▸ **Your goal**
Whenever a line in the records below contains "hummel", pick it out.

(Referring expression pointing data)
########

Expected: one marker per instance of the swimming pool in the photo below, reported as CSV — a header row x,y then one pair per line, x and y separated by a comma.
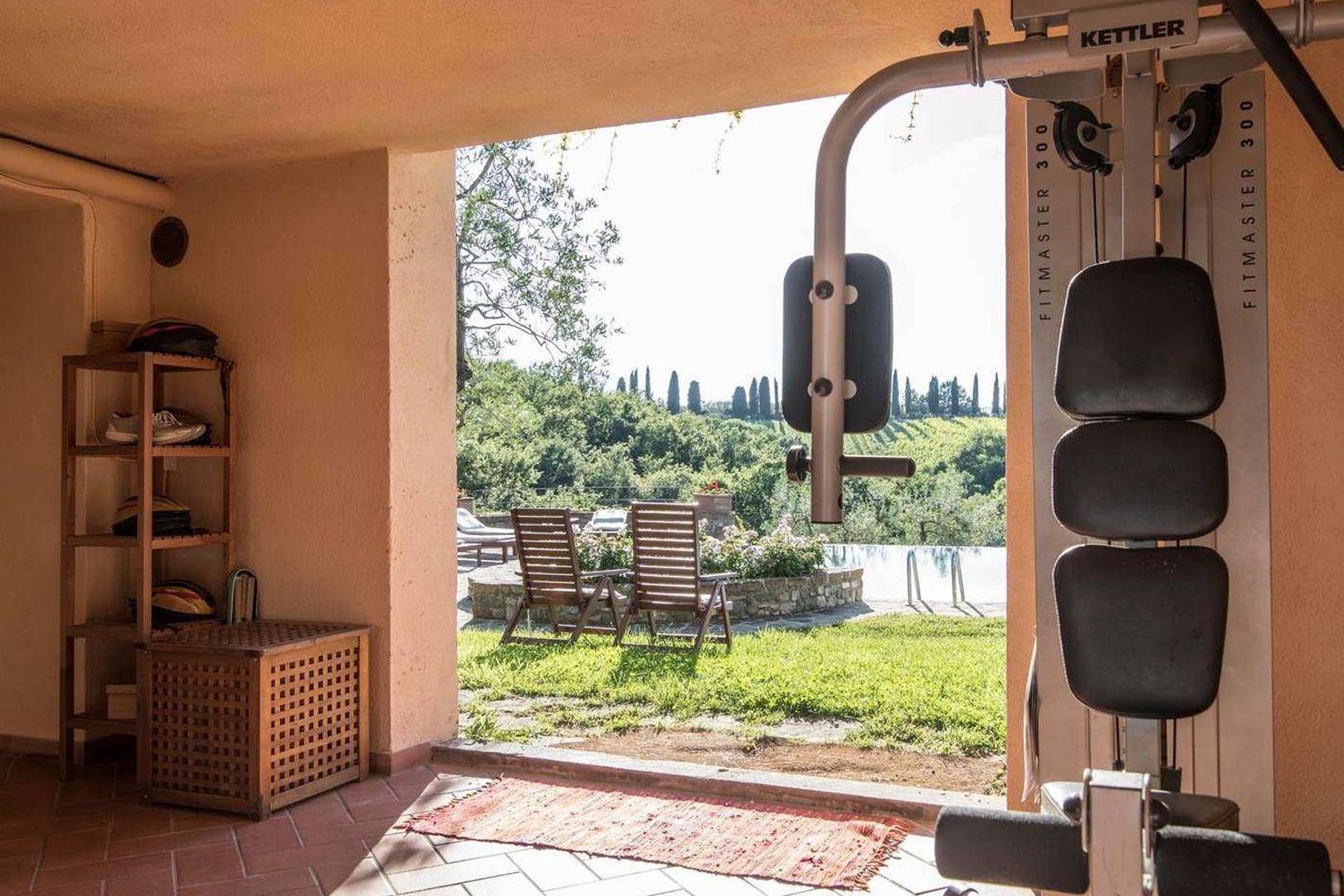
x,y
984,570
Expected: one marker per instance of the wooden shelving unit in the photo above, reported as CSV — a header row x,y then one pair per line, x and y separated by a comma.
x,y
149,371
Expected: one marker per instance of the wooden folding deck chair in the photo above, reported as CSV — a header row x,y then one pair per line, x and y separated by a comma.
x,y
667,574
552,577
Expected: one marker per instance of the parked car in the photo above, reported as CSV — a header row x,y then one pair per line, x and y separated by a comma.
x,y
611,522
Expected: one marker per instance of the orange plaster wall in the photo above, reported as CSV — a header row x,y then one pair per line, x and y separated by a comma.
x,y
45,308
329,282
65,261
1307,449
290,266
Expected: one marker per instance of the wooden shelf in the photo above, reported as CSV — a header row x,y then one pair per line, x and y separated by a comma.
x,y
149,470
158,543
105,631
132,451
100,723
129,362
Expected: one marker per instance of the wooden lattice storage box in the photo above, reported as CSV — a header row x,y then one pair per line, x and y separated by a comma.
x,y
253,716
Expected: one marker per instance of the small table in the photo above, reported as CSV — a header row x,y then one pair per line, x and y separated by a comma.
x,y
503,543
253,716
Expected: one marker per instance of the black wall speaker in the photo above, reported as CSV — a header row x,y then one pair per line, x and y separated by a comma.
x,y
168,242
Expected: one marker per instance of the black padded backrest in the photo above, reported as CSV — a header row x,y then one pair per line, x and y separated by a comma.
x,y
867,344
1140,480
1142,627
1140,338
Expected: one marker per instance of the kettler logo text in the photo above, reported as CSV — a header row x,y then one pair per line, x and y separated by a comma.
x,y
1133,34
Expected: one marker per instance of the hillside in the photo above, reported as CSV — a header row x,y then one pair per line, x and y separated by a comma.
x,y
533,437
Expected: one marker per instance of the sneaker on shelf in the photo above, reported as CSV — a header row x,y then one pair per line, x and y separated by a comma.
x,y
173,426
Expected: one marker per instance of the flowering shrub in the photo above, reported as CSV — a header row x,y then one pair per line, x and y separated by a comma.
x,y
774,555
777,553
604,551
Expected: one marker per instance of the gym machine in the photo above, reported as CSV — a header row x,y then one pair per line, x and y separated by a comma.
x,y
1146,188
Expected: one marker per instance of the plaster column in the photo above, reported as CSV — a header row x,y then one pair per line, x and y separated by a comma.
x,y
331,284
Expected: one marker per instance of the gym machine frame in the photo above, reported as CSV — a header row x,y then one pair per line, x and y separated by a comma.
x,y
1120,845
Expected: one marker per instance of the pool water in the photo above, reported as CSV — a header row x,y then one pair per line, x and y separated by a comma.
x,y
984,570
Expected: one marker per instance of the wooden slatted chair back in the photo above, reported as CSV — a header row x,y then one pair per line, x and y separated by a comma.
x,y
546,553
667,557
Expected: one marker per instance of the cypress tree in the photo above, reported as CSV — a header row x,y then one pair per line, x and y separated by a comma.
x,y
739,403
675,394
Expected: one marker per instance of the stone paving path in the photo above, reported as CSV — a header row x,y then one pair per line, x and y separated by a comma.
x,y
91,837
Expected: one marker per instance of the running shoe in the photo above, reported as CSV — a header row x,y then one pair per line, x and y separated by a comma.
x,y
173,426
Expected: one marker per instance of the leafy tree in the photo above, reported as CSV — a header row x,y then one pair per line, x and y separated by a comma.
x,y
739,407
674,394
527,258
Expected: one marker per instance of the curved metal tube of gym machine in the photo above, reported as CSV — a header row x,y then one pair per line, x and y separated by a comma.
x,y
1020,60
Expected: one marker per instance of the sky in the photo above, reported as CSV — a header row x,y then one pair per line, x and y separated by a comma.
x,y
713,212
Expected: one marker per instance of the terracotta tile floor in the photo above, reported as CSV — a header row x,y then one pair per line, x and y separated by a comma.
x,y
90,837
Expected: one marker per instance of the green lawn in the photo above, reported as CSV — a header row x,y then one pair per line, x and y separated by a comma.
x,y
933,684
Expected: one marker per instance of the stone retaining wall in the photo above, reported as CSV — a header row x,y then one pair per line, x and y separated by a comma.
x,y
494,592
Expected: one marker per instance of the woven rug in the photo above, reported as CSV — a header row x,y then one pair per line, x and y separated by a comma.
x,y
721,835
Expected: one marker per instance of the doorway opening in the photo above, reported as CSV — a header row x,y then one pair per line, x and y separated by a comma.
x,y
631,353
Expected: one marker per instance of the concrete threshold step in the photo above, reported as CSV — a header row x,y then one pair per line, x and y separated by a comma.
x,y
782,789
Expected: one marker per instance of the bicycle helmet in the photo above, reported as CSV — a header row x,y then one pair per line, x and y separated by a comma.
x,y
173,336
168,516
177,601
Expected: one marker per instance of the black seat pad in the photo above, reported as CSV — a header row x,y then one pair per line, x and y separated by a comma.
x,y
1064,798
1142,629
1140,480
1140,338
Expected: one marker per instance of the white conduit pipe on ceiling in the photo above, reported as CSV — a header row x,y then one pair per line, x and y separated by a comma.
x,y
46,168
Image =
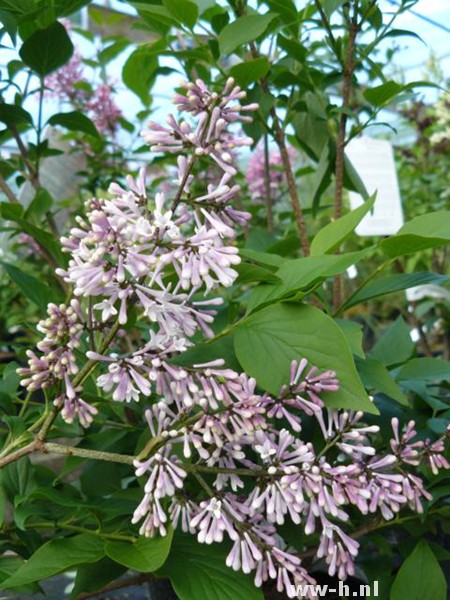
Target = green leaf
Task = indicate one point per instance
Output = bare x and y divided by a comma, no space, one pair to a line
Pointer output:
330,237
199,572
352,180
420,577
250,71
427,231
354,334
382,94
425,369
9,25
93,577
75,121
8,566
243,30
17,480
377,378
248,273
43,238
10,114
40,205
138,73
184,11
395,346
269,340
32,288
391,284
11,211
330,6
439,426
403,32
145,555
302,275
56,556
262,258
47,49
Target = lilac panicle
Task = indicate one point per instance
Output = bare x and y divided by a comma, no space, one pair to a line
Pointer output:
207,419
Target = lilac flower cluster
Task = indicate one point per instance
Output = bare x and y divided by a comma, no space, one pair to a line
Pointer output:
69,84
256,174
159,259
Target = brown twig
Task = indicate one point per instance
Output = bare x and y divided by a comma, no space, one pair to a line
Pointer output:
18,454
348,70
267,196
4,187
292,186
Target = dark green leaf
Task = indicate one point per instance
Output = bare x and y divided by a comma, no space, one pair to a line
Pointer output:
402,33
93,577
198,572
75,121
330,237
47,49
9,24
382,94
139,72
250,71
17,479
302,275
56,556
377,378
439,426
243,30
10,114
248,273
262,258
426,369
427,231
395,346
146,555
391,284
269,340
40,205
11,211
354,334
32,288
420,577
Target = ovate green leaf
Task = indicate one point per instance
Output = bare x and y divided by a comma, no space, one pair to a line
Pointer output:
269,340
243,30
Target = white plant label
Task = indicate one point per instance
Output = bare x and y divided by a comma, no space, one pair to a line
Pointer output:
375,164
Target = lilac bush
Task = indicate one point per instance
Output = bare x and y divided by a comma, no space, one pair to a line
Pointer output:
146,274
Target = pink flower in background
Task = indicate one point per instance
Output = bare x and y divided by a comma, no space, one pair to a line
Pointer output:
70,84
161,260
105,112
256,177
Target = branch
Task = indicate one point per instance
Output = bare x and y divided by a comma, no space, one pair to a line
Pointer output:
349,67
4,187
267,198
18,454
281,143
50,447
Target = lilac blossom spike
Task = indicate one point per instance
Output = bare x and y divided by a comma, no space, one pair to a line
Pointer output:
158,259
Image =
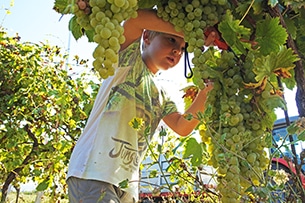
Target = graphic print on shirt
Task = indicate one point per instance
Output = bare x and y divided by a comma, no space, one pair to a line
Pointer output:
126,153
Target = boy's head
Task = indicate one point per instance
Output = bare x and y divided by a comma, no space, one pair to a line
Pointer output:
161,51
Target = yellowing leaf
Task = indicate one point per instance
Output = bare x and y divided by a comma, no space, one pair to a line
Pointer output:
270,35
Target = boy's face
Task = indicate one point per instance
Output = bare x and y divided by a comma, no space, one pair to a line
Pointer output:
163,51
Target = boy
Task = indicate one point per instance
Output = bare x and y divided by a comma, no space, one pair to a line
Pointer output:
110,150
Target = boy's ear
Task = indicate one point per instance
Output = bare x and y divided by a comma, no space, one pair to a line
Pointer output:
145,37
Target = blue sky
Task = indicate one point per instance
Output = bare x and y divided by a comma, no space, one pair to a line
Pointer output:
36,21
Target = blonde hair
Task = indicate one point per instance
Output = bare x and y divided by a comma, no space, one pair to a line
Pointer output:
151,34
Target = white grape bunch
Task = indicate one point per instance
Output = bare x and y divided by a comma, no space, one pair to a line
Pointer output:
104,18
193,17
236,127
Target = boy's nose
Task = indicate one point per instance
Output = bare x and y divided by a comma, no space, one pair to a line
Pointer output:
177,51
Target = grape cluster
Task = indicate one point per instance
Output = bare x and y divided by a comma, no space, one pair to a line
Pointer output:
193,17
236,128
104,18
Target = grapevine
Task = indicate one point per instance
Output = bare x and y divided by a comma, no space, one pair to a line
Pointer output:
237,123
101,21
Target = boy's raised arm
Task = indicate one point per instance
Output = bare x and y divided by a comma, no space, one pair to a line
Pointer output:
146,19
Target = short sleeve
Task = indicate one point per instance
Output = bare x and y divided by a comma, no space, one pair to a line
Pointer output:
169,105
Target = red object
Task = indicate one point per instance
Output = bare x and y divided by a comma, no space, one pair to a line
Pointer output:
290,166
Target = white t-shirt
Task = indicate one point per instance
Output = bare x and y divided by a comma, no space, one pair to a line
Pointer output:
110,149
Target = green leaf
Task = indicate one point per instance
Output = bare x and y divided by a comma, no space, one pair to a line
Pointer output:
273,3
193,149
301,136
232,31
75,28
124,184
90,34
270,35
61,6
265,65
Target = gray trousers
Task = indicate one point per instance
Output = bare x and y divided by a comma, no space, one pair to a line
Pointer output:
93,191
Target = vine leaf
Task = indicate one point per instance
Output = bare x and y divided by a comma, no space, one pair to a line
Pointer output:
276,62
229,26
270,35
75,28
60,6
194,150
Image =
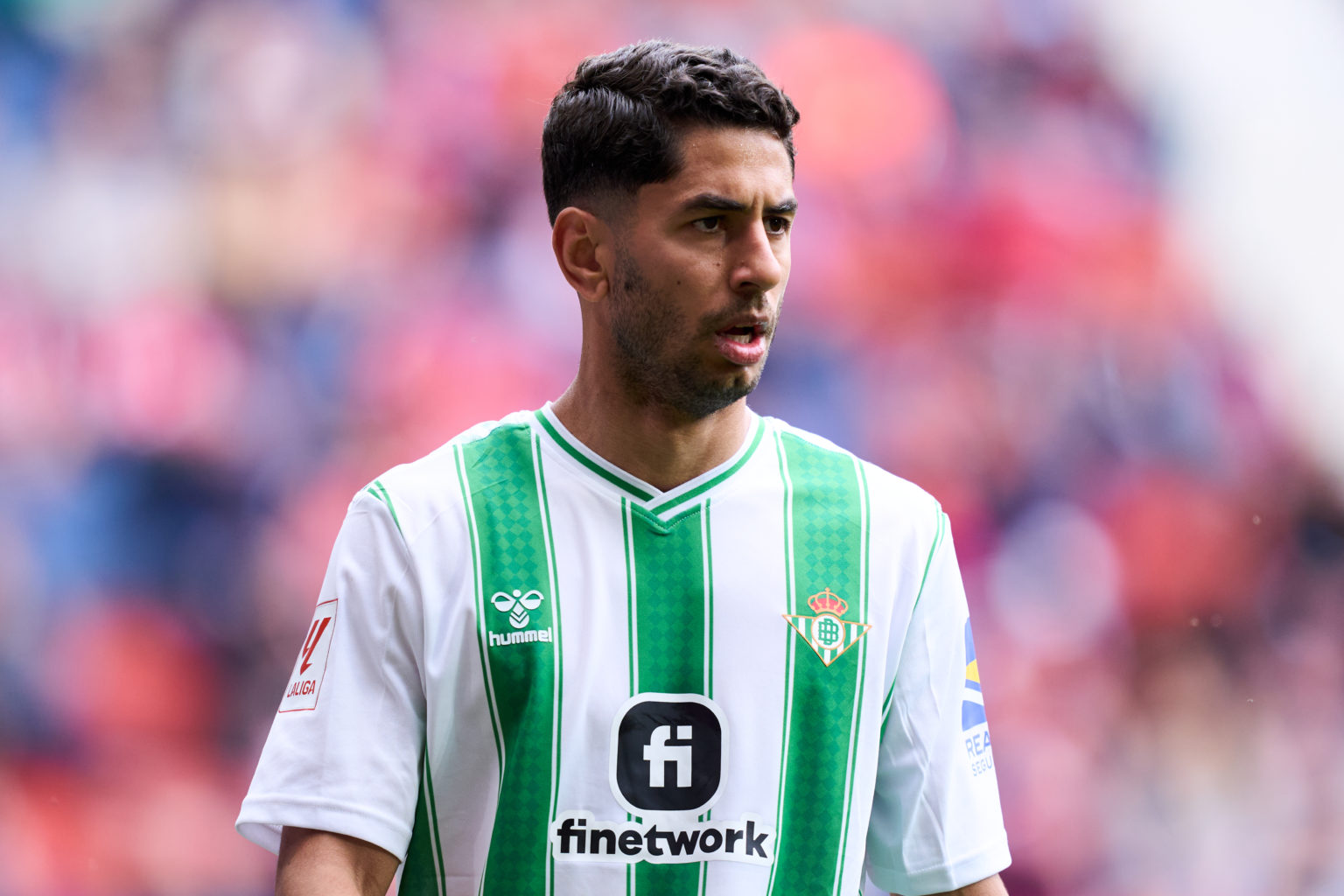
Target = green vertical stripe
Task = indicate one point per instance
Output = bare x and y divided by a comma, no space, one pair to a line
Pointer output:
553,578
827,550
504,504
790,639
669,620
424,871
864,570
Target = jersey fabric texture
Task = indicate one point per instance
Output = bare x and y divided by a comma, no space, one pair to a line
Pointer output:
533,673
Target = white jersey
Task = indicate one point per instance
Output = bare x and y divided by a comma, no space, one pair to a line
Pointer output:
533,673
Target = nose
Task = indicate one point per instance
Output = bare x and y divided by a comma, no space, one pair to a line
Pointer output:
760,262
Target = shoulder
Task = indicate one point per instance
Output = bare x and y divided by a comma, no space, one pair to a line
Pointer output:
429,491
886,492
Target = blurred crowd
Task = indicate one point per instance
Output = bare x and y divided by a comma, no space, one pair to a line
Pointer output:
256,253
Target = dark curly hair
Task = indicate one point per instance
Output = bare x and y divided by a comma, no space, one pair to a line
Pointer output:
616,125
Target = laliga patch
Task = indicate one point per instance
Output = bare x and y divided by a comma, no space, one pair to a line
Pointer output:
311,667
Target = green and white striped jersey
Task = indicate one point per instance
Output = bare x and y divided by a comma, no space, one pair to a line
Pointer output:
533,673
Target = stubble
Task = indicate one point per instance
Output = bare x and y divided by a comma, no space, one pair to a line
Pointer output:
656,349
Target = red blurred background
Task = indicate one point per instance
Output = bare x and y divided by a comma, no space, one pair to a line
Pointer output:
253,254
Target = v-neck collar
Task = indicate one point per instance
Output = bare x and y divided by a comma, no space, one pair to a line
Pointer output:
640,494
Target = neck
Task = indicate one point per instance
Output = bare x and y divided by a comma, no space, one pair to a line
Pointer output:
649,441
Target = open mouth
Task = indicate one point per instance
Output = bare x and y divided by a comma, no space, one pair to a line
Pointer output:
744,335
742,344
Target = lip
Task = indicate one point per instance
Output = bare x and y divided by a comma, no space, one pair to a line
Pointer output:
744,354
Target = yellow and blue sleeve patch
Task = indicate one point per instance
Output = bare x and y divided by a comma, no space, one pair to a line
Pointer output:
972,700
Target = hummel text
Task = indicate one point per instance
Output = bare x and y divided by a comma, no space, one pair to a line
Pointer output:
519,637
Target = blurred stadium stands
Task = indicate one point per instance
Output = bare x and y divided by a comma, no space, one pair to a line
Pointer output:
253,254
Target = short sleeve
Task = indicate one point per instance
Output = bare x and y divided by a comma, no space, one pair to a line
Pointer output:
935,822
344,748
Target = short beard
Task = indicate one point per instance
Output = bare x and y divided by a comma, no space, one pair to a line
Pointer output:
642,318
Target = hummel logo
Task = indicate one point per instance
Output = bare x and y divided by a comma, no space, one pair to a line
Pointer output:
518,606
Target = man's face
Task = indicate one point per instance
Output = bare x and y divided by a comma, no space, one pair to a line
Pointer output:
702,263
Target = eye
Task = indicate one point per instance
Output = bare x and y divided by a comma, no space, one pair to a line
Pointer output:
709,225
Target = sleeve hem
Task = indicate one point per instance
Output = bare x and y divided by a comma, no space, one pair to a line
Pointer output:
261,821
941,878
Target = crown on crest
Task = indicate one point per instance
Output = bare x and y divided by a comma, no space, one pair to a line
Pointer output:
827,601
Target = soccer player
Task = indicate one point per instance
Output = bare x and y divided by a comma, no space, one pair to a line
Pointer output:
641,640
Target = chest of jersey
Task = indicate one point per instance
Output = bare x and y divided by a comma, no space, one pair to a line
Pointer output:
656,690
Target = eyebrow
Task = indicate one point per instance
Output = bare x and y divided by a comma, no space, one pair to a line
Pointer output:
722,203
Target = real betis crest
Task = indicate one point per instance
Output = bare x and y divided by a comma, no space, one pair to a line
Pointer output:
828,634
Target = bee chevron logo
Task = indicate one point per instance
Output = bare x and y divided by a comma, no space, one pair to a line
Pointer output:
518,606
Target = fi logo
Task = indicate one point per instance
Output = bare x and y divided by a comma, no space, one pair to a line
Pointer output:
311,667
668,752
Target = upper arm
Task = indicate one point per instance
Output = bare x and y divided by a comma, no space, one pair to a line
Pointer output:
318,863
935,818
344,750
988,887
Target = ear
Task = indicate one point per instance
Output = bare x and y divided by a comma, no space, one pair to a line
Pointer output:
582,245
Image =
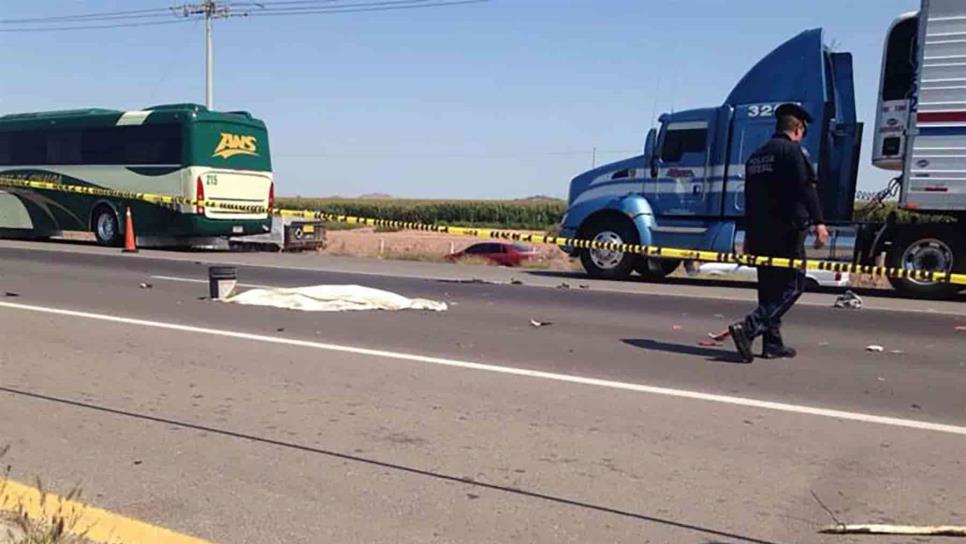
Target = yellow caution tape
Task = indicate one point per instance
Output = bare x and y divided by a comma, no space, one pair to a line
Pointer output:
516,236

########

▸ **Expected output**
Target = hummel text
Target = hummel logo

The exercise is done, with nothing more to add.